## GOAL
Write out every line of the entries below word for word, leaving out the pictures.

## Labeled contour entries
──────────────────────────────
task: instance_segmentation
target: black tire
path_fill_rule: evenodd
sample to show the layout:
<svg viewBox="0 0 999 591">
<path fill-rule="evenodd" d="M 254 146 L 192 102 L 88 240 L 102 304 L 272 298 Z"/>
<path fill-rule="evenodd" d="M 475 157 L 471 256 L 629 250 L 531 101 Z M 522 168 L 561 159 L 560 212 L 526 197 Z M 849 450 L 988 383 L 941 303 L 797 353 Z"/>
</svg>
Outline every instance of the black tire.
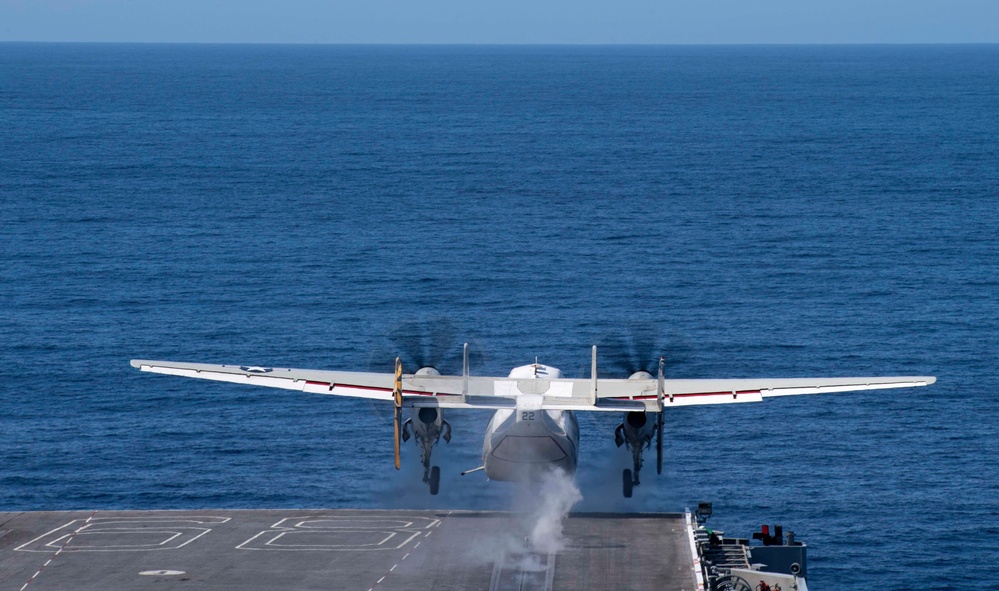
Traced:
──────────────────────────────
## RESULT
task: instance_segmentation
target: black tire
path_fill_rule: evenodd
sample to show the layout:
<svg viewBox="0 0 999 591">
<path fill-rule="evenodd" d="M 254 146 L 192 102 L 88 240 L 102 304 L 272 298 Z"/>
<path fill-rule="evenodd" d="M 475 157 L 471 256 L 629 250 L 531 101 Z M 522 168 L 561 159 L 560 212 L 526 197 Z M 849 450 L 988 383 L 941 303 L 797 353 Z"/>
</svg>
Outline every instance of the black tire.
Traced:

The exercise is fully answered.